Answer these questions using the passage on David and Bathsheba:
1. Which Bible reference appears beneath the title?
2. Which series does the piece belong to, and what is its place in that series?
3. Whom did the woman next door marry before David married her?
** START PASSAGE GIVEN **
David & Bathsheba: Preserving the Marriage

1 Kings 15:5

(Sixth in the series Marriage by the Book)

Introduction: David was a great man, distinguishing himself as a man of God, a composer of psalms, and a leader of men. Yet his record was not without blemish. David had problems with marriage. David was so involved with his work that he did not know who lived next store. Note 2 Sam. 11. One night while strolling on his balcony, he noticed a beautiful woman next door preparing for a bath. He did not look away. When David asked who she was, his servant informed her she was married (i.e., off limits) to Uriah, one of David’s soldiers. Many times when tempted, God provides a warning of some kind. We too often can forget the consequences of our sin and how many will be affected by it. But David had his way. Although David was a married man, Bathsheba was brought to him, and they committed adultery. She became pregnant. David tried to cover it up. Finally, he arranged for the murder of Uriah to cover his sin and married Bathsheba. The baby born to her eventually died.
** END PASSAGE GIVEN **
** START GIVEN ENTRIES **
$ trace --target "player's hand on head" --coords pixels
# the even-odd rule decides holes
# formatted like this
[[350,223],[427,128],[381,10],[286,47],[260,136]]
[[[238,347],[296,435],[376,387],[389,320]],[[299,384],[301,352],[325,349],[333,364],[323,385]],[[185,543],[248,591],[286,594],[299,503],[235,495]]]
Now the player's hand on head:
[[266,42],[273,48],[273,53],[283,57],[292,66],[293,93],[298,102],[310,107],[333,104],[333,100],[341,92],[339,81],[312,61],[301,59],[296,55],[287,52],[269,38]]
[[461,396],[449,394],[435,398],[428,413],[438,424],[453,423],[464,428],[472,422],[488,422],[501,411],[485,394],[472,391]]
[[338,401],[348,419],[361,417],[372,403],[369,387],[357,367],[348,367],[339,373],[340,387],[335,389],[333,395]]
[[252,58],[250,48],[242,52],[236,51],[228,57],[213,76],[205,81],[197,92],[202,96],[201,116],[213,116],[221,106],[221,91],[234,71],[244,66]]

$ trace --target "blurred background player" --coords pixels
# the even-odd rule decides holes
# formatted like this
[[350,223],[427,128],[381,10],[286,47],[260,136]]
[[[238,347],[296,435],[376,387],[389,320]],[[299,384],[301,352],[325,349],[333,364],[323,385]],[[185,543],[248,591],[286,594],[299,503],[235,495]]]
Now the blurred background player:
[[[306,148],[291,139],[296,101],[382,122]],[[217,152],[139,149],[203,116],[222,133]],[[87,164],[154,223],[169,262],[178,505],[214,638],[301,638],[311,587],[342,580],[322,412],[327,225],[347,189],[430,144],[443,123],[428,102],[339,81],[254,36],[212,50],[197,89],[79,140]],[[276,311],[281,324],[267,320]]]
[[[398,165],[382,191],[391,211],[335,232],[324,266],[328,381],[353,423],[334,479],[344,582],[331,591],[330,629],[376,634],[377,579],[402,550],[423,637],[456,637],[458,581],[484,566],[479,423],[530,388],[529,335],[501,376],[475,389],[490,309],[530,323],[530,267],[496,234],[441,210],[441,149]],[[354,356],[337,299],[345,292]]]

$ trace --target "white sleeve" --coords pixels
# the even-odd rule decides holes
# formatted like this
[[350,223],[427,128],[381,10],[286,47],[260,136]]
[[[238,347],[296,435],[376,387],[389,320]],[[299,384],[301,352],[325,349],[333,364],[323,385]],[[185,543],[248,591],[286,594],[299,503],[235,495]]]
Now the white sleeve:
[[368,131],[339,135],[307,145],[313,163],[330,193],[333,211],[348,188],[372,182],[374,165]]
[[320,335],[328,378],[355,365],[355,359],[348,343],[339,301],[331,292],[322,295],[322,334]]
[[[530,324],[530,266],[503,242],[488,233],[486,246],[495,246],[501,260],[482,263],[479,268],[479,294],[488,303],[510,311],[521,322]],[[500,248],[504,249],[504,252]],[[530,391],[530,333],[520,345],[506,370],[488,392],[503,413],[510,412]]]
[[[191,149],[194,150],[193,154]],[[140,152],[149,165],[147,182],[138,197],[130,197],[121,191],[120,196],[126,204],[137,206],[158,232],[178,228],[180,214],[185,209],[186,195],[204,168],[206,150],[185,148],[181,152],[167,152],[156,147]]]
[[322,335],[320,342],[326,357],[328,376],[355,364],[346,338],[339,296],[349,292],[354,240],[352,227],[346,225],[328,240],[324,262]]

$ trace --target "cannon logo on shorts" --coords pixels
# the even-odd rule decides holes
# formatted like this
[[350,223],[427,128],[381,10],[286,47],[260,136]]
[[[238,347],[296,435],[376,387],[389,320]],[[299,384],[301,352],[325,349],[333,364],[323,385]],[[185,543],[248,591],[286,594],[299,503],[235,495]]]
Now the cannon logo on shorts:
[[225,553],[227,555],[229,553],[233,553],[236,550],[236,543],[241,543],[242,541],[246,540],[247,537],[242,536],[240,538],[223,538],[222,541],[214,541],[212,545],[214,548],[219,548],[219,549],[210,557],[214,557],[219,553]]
** END GIVEN ENTRIES **
# [COMPLETE OUTPUT]
1. 1 Kings 15:5
2. It is sixth in the series Marriage by the Book.
3. Uriah, one of David's soldiers.